TRECHO DO TEXTO:
-----

Na última semana o Brasil literário comentou a falha da Companhia das Letras na inscrição para o Prêmio São Paulo de Literatura 2023. As 28 obras inscritas pela editora foram “inabilitadas” devido ao descumprimento de uma norma do edital: envio dos originais. A primeira parte das inscrições foi feita on-line, a segunda pedia o envio de 10 exemplares de cada obra inscrita.
“Por conta de um erro interno” é como começa uma das frases do pedido de desculpas que a editora publicou para seus autores. Inês é morta, fica o pedido e a reflexão sobre esse erro interno. De logística, organização, planejamento pode até ser falha da editora, mas o panorama é mais amplo.
O crescimento das possibilidades de comunicação digital, sobretudo a democratização das formas de distribuição (uma das três forças da Cauda Longa elencadas por Chris Anderson) permitiu muitas mudanças de formatos em relações que pareciam existir daquele jeito para sempre. Por exemplo: as inscrições de prêmios literários.
Internet à mão e pandemia no ar, até prêmios que demoraram a se adaptar às novas demandas, como o Leya de Portugal, toparam a credibilidade do on-line, com envio dos originais pela rede. O São Paulo manteve o envio dos impressos porque, diferente do Leya, é de obras impressas, não um concurso para textos a serem publicados.
Outro exemplo: reuniões. Chegar, sentar, esperar quem ficou preso no trânsito se tornou artigo das aulas de História quando nem trânsito há durante o “Fique em casa”. Vida presencial retomada, muitas reuniões mantiveram o formato digital, permitindo mais gente na sala, inclusive quem estivesse preso no trânsito.
Só mais um: aulas. Os professores foram transformados em youtubers, os estudantes em seguidores e a tela do computador teve que abrir espaço entre jogos, sites aleatórios e chats para aquela figura exigente e faladora que, durante 50 ou 100 minutos, juntava um monte de informação e ainda pedia para fazer trabalho. E que poderia ser assistida depois, em etapas, porque tudo estava gravado.
De volta à sala de aula com paredes, o receptor da aula esqueceu seu papel. Muitos estudantes seguiram conectados, conversando pelos grupos com um monte de gente, investindo em seus joguinhos, alguns até pesquisando (raros, muito raros) termos comentados pelos professores em sala.
Depois, em casa, sobretudo em véspera de prova, se lembram de que a aula não estava sendo gravada. Há até quem grave sem autorização do professor, um crime, uma inconsequência, uma clara demonstração de que falta educação tecnológica e política para essas pessoas. As dúvidas chegam depois do tempo da oralidade, as reclamações saem do aspecto pedagógico e vão para o jurídico, a compreensão da aula se esvai.
As pessoas se encontram e se esqueceram de como viver o presente. Ouvir o outro, falar com o outro, abraçar o outro. Abraçar depois da Covid ficou perigoso… E, quando se encontram, trocam contatos, pegam nos celulares para enviar isso ou aquilo e se curtem na rede quando chegam em casa.
A falha da Companhia das Letras é uma pena para boas obras que poderiam estar na lista da premiação, um lamento para autores que não precisarão se preocupar com o resultado. Talvez a editora mereça um abraço de consolo; cada autor certamente merece. Fica a lição de que o mundo físico existe, a presença é importante e o livro, maior invenção da humanidade, também cabe num bom abraço.

-----

DADOS FORNECIDOS:

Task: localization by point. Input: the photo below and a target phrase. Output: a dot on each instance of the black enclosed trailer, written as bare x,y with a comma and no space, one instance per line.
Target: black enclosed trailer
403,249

-----

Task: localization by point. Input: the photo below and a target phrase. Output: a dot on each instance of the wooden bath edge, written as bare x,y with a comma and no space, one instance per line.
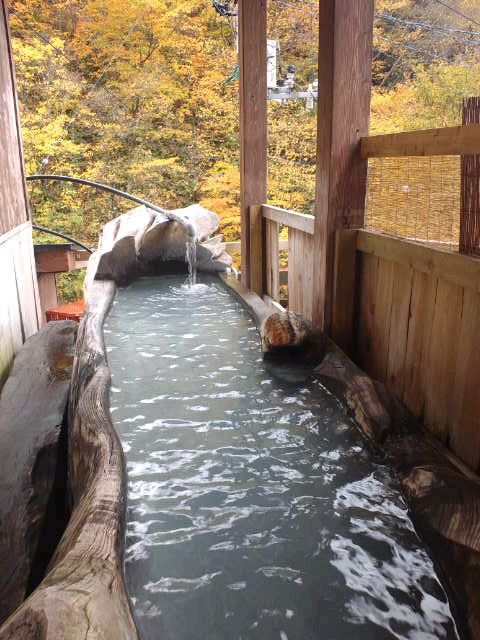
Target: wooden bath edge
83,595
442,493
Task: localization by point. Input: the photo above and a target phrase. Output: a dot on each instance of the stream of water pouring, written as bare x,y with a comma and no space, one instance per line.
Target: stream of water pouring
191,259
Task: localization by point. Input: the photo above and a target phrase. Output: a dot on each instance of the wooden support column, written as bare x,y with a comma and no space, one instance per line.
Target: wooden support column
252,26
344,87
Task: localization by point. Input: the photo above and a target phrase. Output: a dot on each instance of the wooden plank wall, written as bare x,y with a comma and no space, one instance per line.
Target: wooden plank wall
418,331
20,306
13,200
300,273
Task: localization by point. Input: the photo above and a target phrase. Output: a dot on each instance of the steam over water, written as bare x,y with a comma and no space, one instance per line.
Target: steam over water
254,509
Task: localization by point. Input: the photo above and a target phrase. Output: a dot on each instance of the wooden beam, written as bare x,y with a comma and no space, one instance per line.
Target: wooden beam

-----

EXPERIMENTE: Atualize o trecho do texto que vai de "As pessoas se" até "num bom abraço.", inclusive, substituindo "presença" por "convivência". Este material provém de outra fonte.

RESPOSTA DO EXERCÍCIO:
As pessoas se encontram e se esqueceram de como viver o presente. Ouvir o outro, falar com o outro, abraçar o outro. Abraçar depois da Covid ficou perigoso… E, quando se encontram, trocam contatos, pegam nos celulares para enviar isso ou aquilo e se curtem na rede quando chegam em casa.
A falha da Companhia das Letras é uma pena para boas obras que poderiam estar na lista da premiação, um lamento para autores que não precisarão se preocupar com o resultado. Talvez a editora mereça um abraço de consolo; cada autor certamente merece. Fica a lição de que o mundo físico existe, a convivência é importante e o livro, maior invenção da humanidade, também cabe num bom abraço.